§ 設問:
学童疎開の文章に照らして、次の(a)〜(c)がそれぞれ合っているかを「はい」か「いいえ」で答え、決め手となる本文の語句をそのまま引用せよ。
(a) 集団疎開は、はじめから国民学校の全学年の児童を対象に行われた。
(b) 疎開先の医薬品は、家庭の常備薬ていどのものだった。
(c) 地元の医師たちには、入浴と洗濯の指示のほかにも病気を防ぐ方策がいくつもあった。

§ 原文抜粋:
〔昭和19年(1944年)〕になると戦争が激しくなり、東京など大都市への空襲が予想されるようになりました。そこで、空襲の心配のない農村地帯に子どもたちを移動させる学童疎開が始まりました。はじめは農村地帯の親せきや知人への縁故疎開がすすめられましたが、やがて国民学校の高学年の児童に対して地方のお寺や旅館などへの集団疎開が始まりました。これによって都会の子どもたちの多くは親元を離れ、なれない土地でさみしい集団生活をしなければなりませんでした。当時の学童は、ほとんどが栄養不足からくる内臓や呼吸器系の疾患に悩まされていました。またノミやシラミがはびこっている共同生活は、ひとつ間違えば伝染病の発生の恐れが多い状況にもありました。これに対して地元の医師たちは、病気を防ごうと懸命に努力しましたが、医薬品が家庭の常備薬ていどのもので、ただただ入浴と洗濯を指示する以外に病気発生を防ぐ方策がないというありさまでした。

§ 表示データ:
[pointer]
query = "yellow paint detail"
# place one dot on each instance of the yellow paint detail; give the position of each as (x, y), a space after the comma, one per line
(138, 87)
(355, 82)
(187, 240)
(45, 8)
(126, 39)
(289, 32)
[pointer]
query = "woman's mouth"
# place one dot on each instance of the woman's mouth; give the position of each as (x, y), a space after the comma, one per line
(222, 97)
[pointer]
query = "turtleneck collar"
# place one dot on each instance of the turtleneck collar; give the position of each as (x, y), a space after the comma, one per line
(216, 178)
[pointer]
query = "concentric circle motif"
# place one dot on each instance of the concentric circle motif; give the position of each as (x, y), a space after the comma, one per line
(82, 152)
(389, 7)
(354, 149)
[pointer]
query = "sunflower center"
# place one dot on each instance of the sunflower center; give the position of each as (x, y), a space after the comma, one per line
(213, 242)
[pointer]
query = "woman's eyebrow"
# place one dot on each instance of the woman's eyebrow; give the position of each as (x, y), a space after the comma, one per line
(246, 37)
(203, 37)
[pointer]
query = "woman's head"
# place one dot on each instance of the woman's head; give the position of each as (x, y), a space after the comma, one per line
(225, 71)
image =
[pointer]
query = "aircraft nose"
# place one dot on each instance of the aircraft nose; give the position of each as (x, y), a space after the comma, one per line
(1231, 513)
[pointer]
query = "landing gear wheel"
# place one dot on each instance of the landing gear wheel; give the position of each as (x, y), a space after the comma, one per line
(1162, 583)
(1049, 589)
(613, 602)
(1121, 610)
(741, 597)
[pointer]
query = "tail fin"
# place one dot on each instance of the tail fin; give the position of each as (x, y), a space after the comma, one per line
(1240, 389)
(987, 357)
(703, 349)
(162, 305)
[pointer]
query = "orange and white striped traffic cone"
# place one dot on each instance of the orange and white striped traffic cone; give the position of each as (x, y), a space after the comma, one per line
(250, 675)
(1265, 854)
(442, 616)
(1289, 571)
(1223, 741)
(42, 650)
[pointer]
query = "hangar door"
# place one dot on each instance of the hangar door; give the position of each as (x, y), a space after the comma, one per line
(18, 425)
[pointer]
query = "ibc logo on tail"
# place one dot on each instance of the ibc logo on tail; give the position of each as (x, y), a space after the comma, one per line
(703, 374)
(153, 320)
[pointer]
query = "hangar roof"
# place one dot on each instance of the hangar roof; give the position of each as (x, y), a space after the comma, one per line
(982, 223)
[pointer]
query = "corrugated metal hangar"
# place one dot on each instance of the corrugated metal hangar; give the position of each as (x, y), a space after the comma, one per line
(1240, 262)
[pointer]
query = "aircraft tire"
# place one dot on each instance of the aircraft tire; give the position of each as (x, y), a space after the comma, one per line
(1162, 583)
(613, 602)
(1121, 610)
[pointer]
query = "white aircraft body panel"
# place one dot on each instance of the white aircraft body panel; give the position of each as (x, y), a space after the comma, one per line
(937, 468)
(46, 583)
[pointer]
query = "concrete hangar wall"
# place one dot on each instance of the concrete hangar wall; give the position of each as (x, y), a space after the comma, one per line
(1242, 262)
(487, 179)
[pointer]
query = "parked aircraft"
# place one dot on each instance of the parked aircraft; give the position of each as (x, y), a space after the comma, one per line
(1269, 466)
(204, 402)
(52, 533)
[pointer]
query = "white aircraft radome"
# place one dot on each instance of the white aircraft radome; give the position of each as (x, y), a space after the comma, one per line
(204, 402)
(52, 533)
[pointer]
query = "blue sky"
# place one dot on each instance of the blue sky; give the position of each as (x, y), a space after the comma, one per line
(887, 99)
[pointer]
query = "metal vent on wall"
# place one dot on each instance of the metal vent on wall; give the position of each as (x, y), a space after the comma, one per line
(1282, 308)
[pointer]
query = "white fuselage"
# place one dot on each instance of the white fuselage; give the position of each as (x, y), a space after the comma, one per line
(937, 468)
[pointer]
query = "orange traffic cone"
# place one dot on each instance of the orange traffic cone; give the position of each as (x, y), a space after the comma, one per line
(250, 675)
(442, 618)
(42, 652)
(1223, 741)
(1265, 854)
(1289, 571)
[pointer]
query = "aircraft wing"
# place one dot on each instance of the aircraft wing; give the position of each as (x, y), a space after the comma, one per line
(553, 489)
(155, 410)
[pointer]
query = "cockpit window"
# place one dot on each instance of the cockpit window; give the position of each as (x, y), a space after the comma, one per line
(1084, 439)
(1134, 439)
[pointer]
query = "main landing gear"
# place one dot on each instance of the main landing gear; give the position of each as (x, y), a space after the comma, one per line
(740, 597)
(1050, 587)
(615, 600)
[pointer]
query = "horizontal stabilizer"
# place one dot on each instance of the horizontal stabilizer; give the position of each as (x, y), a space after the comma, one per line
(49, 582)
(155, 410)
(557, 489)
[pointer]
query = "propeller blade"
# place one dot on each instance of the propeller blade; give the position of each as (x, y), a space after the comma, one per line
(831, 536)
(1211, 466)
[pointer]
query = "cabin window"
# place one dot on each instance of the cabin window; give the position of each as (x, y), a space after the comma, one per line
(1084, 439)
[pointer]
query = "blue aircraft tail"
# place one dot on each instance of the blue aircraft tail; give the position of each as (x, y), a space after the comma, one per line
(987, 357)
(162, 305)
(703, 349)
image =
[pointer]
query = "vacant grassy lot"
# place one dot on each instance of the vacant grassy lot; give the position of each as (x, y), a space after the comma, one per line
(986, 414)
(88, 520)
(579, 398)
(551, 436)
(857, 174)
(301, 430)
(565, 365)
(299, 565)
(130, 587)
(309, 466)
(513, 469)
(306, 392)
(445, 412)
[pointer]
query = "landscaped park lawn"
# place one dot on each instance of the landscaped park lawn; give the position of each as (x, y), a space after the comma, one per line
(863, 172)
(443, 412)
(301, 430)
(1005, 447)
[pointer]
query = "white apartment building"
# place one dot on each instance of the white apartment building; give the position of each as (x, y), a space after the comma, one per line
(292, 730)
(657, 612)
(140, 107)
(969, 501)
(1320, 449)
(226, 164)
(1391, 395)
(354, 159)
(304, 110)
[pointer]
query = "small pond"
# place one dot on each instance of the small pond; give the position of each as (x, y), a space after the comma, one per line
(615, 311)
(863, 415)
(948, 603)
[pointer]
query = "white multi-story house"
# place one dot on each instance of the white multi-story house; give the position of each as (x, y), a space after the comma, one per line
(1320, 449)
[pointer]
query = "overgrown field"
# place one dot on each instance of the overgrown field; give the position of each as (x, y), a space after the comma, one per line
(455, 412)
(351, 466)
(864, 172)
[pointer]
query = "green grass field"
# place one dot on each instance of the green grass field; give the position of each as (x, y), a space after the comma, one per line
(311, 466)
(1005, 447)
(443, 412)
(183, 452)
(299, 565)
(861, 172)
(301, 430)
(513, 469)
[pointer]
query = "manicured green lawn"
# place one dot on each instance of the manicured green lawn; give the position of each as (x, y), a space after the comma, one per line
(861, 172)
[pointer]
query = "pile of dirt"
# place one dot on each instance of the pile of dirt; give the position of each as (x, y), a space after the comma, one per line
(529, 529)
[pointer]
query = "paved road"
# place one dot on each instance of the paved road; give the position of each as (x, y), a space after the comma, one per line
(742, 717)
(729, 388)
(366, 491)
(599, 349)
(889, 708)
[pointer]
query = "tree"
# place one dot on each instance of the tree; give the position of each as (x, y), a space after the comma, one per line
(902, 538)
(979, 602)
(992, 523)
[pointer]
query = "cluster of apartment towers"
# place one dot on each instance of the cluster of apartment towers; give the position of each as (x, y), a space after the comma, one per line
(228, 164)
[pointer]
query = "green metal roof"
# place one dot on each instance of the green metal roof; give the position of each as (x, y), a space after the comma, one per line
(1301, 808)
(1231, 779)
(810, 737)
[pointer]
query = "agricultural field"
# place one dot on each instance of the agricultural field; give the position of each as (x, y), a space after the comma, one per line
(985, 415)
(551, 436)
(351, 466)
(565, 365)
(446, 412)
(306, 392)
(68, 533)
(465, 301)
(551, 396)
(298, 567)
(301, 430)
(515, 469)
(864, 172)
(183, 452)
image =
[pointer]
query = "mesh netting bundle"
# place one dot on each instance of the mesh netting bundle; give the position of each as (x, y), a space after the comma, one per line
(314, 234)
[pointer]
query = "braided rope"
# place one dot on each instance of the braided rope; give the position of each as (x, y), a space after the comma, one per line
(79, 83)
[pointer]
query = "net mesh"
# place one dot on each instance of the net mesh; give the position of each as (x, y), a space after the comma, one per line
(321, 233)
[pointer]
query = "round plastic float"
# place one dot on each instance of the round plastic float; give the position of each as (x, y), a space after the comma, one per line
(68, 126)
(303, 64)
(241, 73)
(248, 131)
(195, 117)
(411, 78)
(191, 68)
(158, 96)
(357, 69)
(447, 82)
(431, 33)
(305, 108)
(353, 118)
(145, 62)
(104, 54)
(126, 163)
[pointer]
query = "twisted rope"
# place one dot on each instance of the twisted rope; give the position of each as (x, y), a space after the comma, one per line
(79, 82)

§ 解答:
(a) いいえ。「やがて国民学校の高学年の児童に対して地方のお寺や旅館などへの集団疎開が始まりました」
(b) はい。「医薬品が家庭の常備薬ていどのもので」
(c) いいえ。「ただただ入浴と洗濯を指示する以外に病気発生を防ぐ方策がないというありさまでした」